• **Your instructions**:
Without any pictures, restate the full set of records below exactly.

--------------------

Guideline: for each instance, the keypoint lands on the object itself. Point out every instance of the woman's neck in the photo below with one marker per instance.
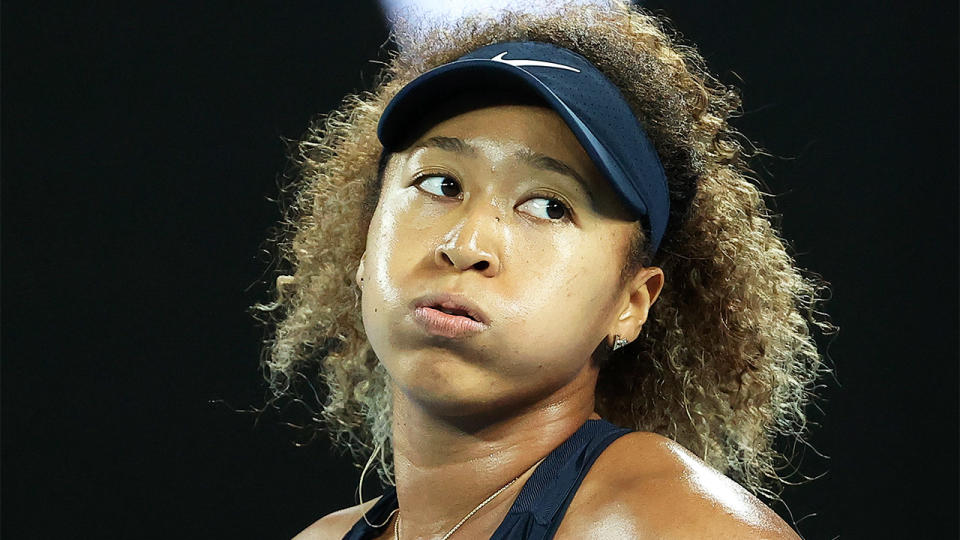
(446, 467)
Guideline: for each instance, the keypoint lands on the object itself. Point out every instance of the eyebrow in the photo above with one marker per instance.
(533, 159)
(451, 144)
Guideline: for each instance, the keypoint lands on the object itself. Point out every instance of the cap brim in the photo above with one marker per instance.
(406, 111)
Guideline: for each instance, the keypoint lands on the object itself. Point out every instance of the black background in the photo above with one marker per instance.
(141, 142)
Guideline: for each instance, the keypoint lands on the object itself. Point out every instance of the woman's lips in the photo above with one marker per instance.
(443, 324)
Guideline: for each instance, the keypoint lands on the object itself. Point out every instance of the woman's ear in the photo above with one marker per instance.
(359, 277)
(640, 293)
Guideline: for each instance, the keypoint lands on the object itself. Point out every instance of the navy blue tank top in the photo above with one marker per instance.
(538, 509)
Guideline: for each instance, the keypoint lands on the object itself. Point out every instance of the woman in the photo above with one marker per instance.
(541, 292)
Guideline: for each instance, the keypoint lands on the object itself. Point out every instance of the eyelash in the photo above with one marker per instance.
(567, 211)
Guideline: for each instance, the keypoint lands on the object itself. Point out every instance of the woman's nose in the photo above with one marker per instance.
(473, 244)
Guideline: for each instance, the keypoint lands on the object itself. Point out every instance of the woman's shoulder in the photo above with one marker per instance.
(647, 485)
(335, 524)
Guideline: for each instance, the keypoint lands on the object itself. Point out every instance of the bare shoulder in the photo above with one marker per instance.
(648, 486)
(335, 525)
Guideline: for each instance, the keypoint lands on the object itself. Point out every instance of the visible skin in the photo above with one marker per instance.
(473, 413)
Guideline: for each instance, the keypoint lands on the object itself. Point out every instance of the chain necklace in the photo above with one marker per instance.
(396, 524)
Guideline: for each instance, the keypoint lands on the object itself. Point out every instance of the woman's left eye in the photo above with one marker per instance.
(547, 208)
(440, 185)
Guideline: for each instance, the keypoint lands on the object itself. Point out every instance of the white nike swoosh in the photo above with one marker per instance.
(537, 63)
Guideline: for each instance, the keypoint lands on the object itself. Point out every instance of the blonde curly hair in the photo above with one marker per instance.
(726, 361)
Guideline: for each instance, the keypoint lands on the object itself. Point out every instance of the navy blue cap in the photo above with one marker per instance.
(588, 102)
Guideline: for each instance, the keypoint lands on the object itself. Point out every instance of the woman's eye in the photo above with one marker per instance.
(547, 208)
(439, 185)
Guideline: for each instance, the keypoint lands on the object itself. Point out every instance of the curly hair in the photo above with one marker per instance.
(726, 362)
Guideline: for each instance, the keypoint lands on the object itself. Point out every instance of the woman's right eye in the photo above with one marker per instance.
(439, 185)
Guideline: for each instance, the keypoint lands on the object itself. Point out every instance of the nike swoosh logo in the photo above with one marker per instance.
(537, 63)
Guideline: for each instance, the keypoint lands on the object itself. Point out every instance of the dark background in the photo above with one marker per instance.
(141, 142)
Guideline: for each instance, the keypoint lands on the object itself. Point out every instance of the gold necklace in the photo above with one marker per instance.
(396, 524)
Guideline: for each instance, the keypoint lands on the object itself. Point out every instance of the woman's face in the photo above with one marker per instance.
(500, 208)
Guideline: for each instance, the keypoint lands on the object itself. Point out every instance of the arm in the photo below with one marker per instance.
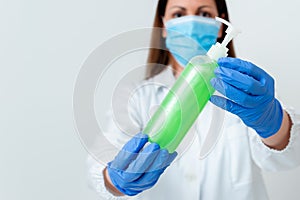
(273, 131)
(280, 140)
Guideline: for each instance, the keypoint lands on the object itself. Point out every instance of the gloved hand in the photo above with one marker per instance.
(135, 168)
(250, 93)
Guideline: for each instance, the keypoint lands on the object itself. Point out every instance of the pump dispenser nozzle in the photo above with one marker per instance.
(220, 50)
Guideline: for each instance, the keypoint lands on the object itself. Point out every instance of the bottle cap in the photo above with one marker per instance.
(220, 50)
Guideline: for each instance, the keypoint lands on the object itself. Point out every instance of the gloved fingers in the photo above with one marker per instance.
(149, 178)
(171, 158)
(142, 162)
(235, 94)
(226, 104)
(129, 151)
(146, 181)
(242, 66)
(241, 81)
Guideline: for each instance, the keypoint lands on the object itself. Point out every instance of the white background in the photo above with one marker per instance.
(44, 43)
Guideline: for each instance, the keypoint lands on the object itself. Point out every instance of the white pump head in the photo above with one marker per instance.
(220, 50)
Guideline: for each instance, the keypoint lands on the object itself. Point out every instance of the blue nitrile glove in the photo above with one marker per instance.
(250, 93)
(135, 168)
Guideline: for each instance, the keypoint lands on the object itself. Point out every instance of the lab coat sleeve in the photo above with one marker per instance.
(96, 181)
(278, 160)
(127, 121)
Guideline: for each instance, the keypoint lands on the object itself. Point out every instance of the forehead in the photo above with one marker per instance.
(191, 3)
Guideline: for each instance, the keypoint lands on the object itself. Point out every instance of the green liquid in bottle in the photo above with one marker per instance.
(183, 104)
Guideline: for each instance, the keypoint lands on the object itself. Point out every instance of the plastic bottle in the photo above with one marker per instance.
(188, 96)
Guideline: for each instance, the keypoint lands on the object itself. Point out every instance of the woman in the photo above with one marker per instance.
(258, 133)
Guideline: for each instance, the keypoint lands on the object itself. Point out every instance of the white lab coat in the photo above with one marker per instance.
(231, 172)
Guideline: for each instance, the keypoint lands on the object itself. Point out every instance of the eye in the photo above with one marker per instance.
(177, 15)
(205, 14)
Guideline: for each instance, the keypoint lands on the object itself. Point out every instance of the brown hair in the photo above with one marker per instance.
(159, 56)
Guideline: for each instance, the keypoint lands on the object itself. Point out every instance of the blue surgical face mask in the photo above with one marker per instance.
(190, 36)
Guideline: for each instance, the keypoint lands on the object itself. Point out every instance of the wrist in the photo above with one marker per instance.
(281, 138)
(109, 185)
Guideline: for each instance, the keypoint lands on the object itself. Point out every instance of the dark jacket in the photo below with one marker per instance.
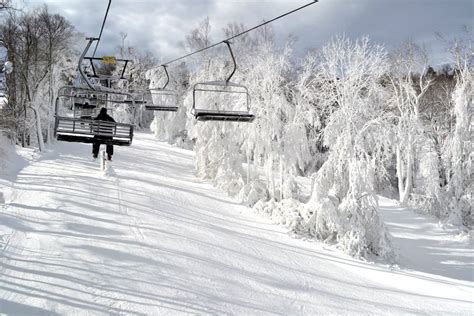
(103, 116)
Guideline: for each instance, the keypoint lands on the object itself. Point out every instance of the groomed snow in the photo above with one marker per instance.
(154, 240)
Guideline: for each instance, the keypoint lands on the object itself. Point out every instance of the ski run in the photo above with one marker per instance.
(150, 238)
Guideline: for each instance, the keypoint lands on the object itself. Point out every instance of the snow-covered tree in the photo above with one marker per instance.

--------------------

• **Exercise solution**:
Guideline: for each instance, the keypoint lands on the object itself. Point out every instance of the woman's neck in the photo below with one marker per instance.
(446, 467)
Guideline: for each instance, the keypoint lands on the object itself. Point out every instance of the eyebrow in the photo above with one marker per instance.
(533, 159)
(451, 144)
Guideline: for each instance, the keypoint lands on the object itself. Point out every instance of the cap brim in the photo above with one marker per instance.
(406, 111)
Guideline: for each instance, the keypoint lands on the object itself. Point out every instance of the black background in the photo above with one marker per instance.
(141, 142)
Guideline: for each instance, the keypoint lands on the object itself. Point out every instance of the woman's lips in the photo above with one marker per instance.
(443, 324)
Guideline: for each instance, the keypoint lands on the object itself. Point out every instance of the woman's ear in the photo above with one marker per instance.
(359, 277)
(640, 293)
Guideline: for each instance, the keypoint lands on the object itself. Point out every instance of the navy blue tank top in the photo above with one marker per instance.
(538, 509)
Guideline: for each instance, the keypoint lands on the object itself. Point out every instance of the woman in the photo above with one marker per instance.
(541, 292)
Guideline: for each instance, the keypoint lands on the object itself. Point out every instance of the eyelash in the photo above with one marker per instance.
(567, 211)
Guideline: for each instance, the keypoint lands on the object itself. Point out every instance of the woman's nose in the photo above with one marker per instance.
(473, 244)
Guideline: for each instance, the keypoint lands on the object itself. Point out every instance of the woman's shoulder in the photo above with one marker per instance.
(647, 485)
(335, 524)
Guideline: for each instance, the keypoint lands on the object itself. Point out every instance of the bare shoulder in the photo above with one marker per instance.
(648, 486)
(335, 525)
Guideline: for each instance, the keypoint lands on the object itself. Point out every instance of the visible skin in the photo above with one marker per instance.
(473, 413)
Guideline: for each instance, the keypoint lands on the object itself. Point out every instance of the chain necklace in the photo above with one marker per instance.
(396, 524)
Guideline: for each instance, the keypoint lands on the object itself. Point out every instance of the woman's left eye in the photo above with one marker per instance.
(547, 208)
(440, 185)
Guideline: for each instance, the keypoint lands on the object itself. Point out every instance of the white nike swoosh in the photo above with one marker per instance.
(537, 63)
Guideline: for each instance, the keypoint lands on the object itself. Point out every instance of the blonde curly hair in the photo above with one marker per instance.
(726, 361)
Guideline: for each instance, the keypoint lands on the object itself. Point out every instance of the navy blue cap in the photo above with one marker per instance.
(588, 102)
Guideline: for each instance, the keypoint lands on the object itself. Point out every instance of the woman's eye in the photo above with one marker per instance.
(547, 208)
(439, 185)
Guideline: for each instance, the keypoint lands on the object itself. Point out every instance of the curly hair in the photo above with one marker per instance.
(726, 362)
Guideline: for each instance, the keypoint lands on the object itself. Point out every instance of the woman's right eye in the photo above with one marker per instance.
(439, 185)
Guideline: for each instance, the keypoint lands on the object itself. Point out every instance of the nike swoosh logo in the photo above with one marker per instance.
(537, 63)
Guideline: for each instance, the keypoint lands on the object itself. Point out every instance of the dark background in the photo above with one marker per instance.
(141, 142)
Guideline: for each instance, the keypoint lands on the object itself. Point out every instance of the gold necklace in the photo above with one marker per instance.
(396, 524)
Guideline: for each instance, the keypoint lands on the object itself. Point out every instance of the woman's face in the photo above with one marker per instance.
(500, 208)
Guideline: for each instance, the keypoint lands on the object itself. Point out every instance of the arm in the photo below with one marker per instance.
(273, 131)
(280, 140)
Guideline: for each instance, the keypoint lands on the object itself. Point out every instance of the gloved hand in the photo above with one marker per instance.
(135, 168)
(250, 93)
Guideline: for each instance, the keypoint lands on the object itself. Point out every instance of the pump dispenser nozzle in the photo above with one marker per instance.
(220, 50)
Guideline: for each instance, the keypoint lands on the object itself. Point out every instance of the bottle cap in the photo above with one marker per instance.
(220, 50)
Guideline: for each instance, the keypoint lands on the object itself. Point out every instance of the gloved fingers in the photo above with one marker per instance.
(149, 178)
(171, 158)
(142, 162)
(235, 94)
(226, 104)
(129, 151)
(146, 181)
(242, 66)
(241, 81)
Guideline: for each instance, the keypoint lands on the object itself. Point out every instance of the white background in the photo above with one marker per instance.
(44, 43)
Guideline: for each instance, the keypoint lands on the object itself. Point out every instance of the white pump head in the photo above with one marker per instance.
(220, 50)
Guideline: for each instance, the keypoint lands on the object itself. Point out every instance of the blue nitrile glove in the photo above with one marker per instance.
(250, 93)
(135, 168)
Guideline: for each instance, the keypoint lands on the object itself. Point out every instance of the lab coat sleeve in the photo above with one marker per instance.
(96, 181)
(278, 160)
(127, 121)
Guideline: for each instance, the keypoint lands on the object itself. Point out every instance of the forehead in the photo above with one marker per instance.
(191, 3)
Guideline: for each instance, the keypoint lands on the object itself. Point out every instance of the green liquid in bottle in the photo above with one marker per instance.
(183, 104)
Guideline: for each instance, the keypoint lands on the object itself. Point out every instance of the plastic bottle in the photo above with one marker per instance.
(188, 96)
Guideline: for each instance, the keypoint lands on the object itself. Point out every instance of the woman in the photo above with one marker per instance.
(258, 133)
Guideline: for each instance, the keypoint lands on the object itself. Point out every instance of the white lab coat in the photo above with one marker per instance.
(231, 172)
Guideline: for each instance, the keypoint lands on the object itself. Point out every instance of the eye in the photo above with one marker per instance.
(177, 15)
(205, 14)
Guideline: for each instance, the keypoint lands on the object itself. Point out every instance of the brown hair in the photo above with one marker per instance.
(159, 56)
Guideline: for each instance, the keypoint lands on the object itself. Point out every instance of the blue surgical face mask in the photo above with one marker per instance.
(190, 36)
Guideline: for each instance, the keypoint lands on the object itself. Point out every instance of the wrist in the photo above with one marker per instance.
(281, 138)
(109, 185)
Guideline: for each instance, the keypoint lands on the object itself. Point out every instance of the dark jacket in the photo below with one marker per instance.
(103, 116)
Guideline: for each instance, the keypoint lands on the object itself. Point out every instance of the groomed snow in the photo above with one marker per instance.
(154, 240)
Guideline: for each instance, the keypoint lands on the object itself. Point out every instance of the ski run in the photo above with one marker per instance.
(150, 238)
Guideline: for each instance, the keypoint lands on the object itself. Point out every instance of the snow-covered tree in the photo above with one marker per instance.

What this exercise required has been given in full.